◆ **Excerpt to read**
Feature Groups¶
Feature groups organize features for machine learning with point-in-time correctness.
Overview¶
Feature groups are collections of features for a specific entity (e.g., customer, product). They enable feature reuse and prevent data leakage through point-in-time joins.
Feature Group Concepts¶
Entities¶
Entities define the join key for features:
from seeknal.entity import Entity
customer_entity = Entity(
name="customer",
join_keys=["customer_id"]
)
Materialization¶
Control when and how features are computed:
from seeknal.featurestore.duckdbengine.feature_group import Materialization
materialization = Materialization(
event_time_col="transaction_time",
lookback_days=30
)
Creating Feature Groups¶
DuckDB Feature Groups¶
from seeknal.featurestore.duckdbengine.feature_group import FeatureGroupDuckDB
fg = FeatureGroupDuckDB(
name="customer_features",
entity=customer_entity,
materialization=materialization,
project="my_project"
)
# Auto-detect features from DataFrame
fg.set_dataframe(df).set_features()
# Write to offline store
fg.write(feature_start_time=datetime(2024, 1, 1))
Spark Feature Groups¶
from seeknal.featurestore.feature_group import FeatureGroup
fg = FeatureGroup(
name="customer_features",
entity=customer_entity,
project="my_project"
)
# Set features explicitly
fg.set_features({
"total_purchases": "sum(purchase_amount)",
"transaction_count": "count(*)"
})

◆ **Rows from a pointing dataset**
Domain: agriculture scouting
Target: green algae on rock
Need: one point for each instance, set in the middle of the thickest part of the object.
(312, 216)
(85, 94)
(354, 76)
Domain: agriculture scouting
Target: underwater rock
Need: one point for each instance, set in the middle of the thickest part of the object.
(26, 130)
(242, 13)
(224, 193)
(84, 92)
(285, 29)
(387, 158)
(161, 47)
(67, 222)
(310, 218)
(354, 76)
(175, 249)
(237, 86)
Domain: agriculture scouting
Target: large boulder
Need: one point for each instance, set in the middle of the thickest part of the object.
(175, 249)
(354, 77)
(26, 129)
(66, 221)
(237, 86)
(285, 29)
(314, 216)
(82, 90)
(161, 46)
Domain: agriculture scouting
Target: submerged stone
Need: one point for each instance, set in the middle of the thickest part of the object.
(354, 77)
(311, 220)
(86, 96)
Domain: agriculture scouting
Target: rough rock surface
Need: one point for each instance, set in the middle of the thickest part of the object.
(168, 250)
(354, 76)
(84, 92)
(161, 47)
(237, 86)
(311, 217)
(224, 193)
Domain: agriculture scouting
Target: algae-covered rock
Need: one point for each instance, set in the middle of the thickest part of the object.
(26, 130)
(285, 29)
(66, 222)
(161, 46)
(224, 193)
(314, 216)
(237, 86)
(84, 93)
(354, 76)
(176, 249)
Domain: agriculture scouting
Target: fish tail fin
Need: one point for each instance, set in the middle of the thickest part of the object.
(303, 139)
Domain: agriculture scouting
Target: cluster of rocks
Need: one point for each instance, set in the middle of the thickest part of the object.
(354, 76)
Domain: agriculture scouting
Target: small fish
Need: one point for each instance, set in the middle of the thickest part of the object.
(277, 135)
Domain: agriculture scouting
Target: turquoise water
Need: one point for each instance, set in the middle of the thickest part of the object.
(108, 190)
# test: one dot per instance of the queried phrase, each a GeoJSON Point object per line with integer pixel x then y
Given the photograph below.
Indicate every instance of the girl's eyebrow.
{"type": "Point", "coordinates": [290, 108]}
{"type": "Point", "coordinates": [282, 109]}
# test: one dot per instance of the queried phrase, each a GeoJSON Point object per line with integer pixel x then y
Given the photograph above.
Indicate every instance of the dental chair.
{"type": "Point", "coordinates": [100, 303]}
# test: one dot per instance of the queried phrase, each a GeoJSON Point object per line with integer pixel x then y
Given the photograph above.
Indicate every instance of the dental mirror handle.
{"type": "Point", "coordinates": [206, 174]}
--
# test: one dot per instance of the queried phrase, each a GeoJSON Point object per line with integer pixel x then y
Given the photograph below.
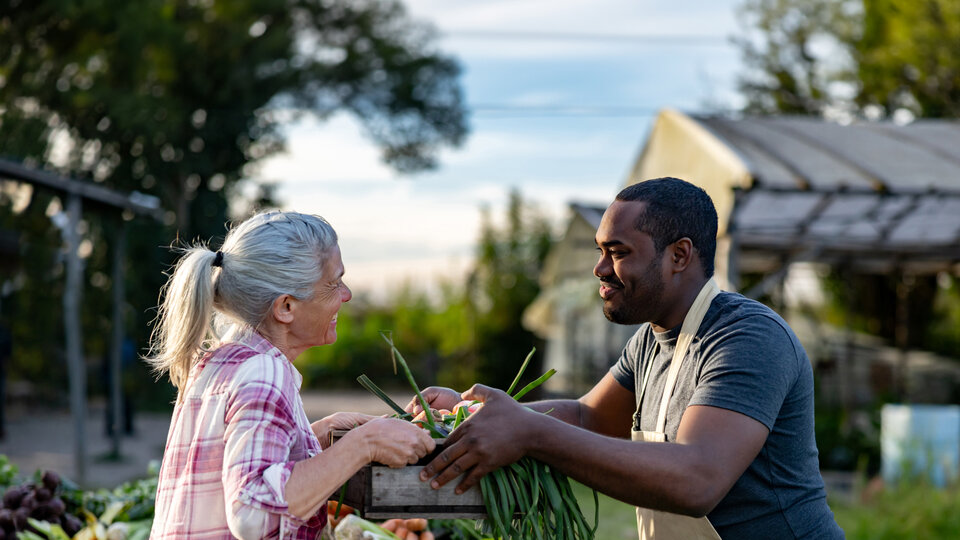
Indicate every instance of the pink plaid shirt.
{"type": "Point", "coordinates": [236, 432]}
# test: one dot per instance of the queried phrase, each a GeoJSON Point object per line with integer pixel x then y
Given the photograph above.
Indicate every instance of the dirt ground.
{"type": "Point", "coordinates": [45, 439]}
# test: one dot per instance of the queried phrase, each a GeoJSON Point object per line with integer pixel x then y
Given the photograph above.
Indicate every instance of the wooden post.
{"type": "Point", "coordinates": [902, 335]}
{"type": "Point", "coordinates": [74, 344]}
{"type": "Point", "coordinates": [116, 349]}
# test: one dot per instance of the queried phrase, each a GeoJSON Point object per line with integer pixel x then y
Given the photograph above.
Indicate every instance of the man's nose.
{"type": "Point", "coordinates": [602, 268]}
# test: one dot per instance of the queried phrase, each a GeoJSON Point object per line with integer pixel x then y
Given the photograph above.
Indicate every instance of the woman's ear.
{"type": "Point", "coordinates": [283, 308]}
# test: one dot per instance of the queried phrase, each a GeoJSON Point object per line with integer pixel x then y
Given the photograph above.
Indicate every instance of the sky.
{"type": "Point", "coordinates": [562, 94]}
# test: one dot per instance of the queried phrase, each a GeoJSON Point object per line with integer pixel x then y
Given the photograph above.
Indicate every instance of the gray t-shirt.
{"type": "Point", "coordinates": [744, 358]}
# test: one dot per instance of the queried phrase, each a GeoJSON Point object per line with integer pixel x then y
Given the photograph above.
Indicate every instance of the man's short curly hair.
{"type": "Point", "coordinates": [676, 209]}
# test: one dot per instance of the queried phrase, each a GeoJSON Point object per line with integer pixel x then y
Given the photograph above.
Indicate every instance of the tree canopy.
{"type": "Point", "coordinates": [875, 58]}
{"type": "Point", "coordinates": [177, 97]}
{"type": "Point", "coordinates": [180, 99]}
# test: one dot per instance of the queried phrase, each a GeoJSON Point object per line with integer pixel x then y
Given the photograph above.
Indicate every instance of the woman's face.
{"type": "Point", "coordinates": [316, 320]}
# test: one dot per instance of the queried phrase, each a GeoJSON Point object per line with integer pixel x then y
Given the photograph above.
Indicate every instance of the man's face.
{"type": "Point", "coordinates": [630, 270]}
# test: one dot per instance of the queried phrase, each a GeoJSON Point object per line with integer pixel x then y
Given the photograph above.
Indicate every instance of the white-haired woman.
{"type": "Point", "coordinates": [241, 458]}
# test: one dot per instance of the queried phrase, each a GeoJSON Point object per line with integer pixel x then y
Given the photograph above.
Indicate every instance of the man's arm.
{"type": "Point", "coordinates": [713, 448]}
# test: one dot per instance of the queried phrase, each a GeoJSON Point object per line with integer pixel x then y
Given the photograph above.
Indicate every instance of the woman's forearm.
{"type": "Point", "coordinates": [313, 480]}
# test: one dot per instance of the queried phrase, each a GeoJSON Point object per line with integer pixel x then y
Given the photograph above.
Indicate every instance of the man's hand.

◆ **Goal**
On the feature groups page, what join key is given to the customer entity? This data has no connection to the feature groups page.

◆ **Right answer**
customer_id